* GIVEN EXERCISE:
Please copy the entries from the first line through the line containing "Take one instance", changing every "instance" to "object" and leaving everything else as it is.

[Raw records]
********************

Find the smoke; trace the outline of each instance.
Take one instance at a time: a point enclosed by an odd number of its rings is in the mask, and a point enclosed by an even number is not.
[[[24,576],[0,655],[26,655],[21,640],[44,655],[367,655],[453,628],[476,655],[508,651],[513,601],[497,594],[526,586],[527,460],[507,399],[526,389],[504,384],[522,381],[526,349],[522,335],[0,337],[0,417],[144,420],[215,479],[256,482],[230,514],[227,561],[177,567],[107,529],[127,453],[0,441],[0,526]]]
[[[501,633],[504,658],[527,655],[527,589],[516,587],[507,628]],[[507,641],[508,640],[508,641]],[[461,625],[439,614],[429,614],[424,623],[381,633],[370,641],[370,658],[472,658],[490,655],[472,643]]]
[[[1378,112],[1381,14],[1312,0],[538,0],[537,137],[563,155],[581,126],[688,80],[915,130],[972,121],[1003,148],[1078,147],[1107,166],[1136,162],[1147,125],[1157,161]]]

********************

* REPLY TO THE TASK:
Find the smoke; trace the outline of each object.
Take one object at a time: a point enclosed by an odd number of its rings is in the mask, and a point enclosed by an even number is not.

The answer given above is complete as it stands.